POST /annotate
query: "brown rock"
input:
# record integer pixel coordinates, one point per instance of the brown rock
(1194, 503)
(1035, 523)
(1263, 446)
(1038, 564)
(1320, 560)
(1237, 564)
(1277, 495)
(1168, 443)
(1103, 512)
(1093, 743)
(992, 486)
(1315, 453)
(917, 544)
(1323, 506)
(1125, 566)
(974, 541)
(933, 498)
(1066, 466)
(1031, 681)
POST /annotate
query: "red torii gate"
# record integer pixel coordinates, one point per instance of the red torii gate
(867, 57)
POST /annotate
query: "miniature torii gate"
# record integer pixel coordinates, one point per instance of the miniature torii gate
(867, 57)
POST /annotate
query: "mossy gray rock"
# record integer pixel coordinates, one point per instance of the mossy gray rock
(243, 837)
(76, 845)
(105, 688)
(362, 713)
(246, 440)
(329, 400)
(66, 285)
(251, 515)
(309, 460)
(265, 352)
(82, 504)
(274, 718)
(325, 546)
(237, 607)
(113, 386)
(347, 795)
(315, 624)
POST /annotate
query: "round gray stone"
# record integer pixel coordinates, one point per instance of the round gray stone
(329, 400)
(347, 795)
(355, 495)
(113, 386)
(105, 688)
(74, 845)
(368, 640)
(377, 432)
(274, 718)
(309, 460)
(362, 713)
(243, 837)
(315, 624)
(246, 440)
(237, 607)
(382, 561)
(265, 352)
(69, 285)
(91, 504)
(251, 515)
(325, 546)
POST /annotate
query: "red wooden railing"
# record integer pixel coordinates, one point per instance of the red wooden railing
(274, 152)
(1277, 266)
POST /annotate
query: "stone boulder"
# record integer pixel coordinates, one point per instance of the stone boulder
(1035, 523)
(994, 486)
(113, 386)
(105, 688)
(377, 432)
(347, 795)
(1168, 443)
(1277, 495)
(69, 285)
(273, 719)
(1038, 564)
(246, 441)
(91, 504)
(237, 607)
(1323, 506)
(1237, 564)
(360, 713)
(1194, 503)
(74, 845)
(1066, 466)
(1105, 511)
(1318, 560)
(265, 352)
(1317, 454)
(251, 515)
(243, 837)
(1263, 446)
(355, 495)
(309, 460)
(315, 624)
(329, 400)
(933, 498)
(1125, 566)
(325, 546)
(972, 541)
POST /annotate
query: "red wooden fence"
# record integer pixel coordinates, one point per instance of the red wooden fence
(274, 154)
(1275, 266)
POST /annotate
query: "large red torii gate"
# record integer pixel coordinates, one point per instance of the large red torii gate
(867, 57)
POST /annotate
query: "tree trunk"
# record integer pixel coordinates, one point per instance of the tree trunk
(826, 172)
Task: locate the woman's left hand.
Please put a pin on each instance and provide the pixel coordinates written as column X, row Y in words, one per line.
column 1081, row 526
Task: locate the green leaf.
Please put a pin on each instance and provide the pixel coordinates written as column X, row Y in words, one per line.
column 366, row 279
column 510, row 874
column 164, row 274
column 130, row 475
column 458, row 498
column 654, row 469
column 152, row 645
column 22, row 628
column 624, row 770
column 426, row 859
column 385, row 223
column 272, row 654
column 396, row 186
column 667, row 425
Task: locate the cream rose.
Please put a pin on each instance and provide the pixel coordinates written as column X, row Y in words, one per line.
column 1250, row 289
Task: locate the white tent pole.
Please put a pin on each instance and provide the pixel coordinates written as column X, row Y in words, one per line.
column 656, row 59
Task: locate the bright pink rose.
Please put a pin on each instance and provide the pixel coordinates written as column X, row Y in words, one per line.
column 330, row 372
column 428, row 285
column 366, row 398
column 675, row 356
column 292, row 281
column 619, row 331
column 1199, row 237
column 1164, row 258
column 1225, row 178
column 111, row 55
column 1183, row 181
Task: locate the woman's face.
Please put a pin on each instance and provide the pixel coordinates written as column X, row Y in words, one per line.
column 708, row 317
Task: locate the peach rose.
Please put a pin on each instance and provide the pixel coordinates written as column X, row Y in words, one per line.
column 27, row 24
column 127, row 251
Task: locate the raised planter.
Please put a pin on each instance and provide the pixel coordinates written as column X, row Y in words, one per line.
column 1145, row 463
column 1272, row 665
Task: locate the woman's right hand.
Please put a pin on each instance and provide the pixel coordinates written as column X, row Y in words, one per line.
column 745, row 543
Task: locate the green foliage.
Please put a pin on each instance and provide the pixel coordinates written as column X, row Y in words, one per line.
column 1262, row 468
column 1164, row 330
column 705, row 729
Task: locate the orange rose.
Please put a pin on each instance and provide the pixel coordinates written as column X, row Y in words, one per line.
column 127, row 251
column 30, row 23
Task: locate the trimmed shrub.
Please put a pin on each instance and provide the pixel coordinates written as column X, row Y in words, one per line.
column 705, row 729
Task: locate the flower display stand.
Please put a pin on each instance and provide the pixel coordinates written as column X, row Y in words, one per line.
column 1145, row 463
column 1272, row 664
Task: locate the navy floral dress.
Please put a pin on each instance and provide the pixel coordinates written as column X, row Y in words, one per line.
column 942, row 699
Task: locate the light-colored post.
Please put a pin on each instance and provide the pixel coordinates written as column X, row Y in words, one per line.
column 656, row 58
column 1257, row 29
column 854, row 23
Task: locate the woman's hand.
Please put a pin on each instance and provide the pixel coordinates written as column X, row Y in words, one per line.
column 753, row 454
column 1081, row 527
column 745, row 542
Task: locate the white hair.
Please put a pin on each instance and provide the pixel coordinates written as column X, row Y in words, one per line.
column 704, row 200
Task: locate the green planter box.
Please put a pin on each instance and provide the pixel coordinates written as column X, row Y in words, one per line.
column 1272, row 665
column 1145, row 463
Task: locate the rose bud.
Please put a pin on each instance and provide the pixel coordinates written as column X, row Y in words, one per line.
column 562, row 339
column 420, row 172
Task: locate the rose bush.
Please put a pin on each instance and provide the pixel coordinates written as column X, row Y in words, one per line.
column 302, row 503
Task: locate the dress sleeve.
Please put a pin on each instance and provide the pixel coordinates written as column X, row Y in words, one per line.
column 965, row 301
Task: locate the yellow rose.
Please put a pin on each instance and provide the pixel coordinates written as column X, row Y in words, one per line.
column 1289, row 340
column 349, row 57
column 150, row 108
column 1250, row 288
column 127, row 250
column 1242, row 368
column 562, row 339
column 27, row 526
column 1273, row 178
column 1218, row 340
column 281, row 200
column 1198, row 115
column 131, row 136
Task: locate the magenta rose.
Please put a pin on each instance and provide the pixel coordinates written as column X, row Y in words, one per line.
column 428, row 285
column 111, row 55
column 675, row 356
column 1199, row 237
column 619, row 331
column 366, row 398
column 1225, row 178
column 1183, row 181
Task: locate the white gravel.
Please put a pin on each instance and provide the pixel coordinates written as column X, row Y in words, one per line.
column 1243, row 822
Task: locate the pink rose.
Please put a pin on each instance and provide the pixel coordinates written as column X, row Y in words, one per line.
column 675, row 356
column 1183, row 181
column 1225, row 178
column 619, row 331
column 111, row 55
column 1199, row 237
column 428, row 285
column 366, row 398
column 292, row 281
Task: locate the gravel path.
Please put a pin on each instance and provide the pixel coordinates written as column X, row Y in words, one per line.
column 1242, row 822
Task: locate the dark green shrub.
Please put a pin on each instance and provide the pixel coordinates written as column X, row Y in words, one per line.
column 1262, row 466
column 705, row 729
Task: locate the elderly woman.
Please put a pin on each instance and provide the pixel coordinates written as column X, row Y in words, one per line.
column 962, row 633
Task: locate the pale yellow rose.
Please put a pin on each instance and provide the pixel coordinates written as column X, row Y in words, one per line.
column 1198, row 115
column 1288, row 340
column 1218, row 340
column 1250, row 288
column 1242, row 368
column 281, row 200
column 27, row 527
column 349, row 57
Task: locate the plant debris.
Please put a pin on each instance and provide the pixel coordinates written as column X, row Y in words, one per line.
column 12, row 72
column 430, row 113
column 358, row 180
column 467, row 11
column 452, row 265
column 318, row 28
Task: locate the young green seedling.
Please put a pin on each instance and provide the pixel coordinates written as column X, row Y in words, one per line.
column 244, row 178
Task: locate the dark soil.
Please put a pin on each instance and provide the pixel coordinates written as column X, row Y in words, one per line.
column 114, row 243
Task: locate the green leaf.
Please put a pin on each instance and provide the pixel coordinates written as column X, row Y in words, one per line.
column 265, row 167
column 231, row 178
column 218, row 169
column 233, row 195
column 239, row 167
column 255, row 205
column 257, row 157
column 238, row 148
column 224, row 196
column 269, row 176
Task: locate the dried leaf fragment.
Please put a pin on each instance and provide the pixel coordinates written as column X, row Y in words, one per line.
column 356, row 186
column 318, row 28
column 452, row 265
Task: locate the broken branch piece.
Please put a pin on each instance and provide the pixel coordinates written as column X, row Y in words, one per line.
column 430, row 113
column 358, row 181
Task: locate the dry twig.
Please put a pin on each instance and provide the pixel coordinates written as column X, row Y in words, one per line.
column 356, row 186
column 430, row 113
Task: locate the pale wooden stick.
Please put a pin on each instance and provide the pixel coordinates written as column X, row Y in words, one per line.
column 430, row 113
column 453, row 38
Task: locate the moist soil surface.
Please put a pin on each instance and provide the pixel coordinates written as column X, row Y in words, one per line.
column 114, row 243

- [Directive] Copy out verbatim the lines above, from the line with "Task: locate the flower display stand." up to and including the line with "column 854, row 23".

- [Result of this task]
Task: locate the flower display stand.
Please put a pin on each instance and provide the pixel coordinates written as column X, row Y in words, one per line.
column 1145, row 463
column 1272, row 664
Task: locate the navy floral dress.
Please put a pin on each instance and provide the pixel coordinates written as column X, row Y in words, one per line.
column 942, row 699
Task: locate the light-colored post.
Please put a pin on each instance and provide the pixel coordinates written as column X, row Y in words, one per line.
column 656, row 58
column 1257, row 29
column 854, row 23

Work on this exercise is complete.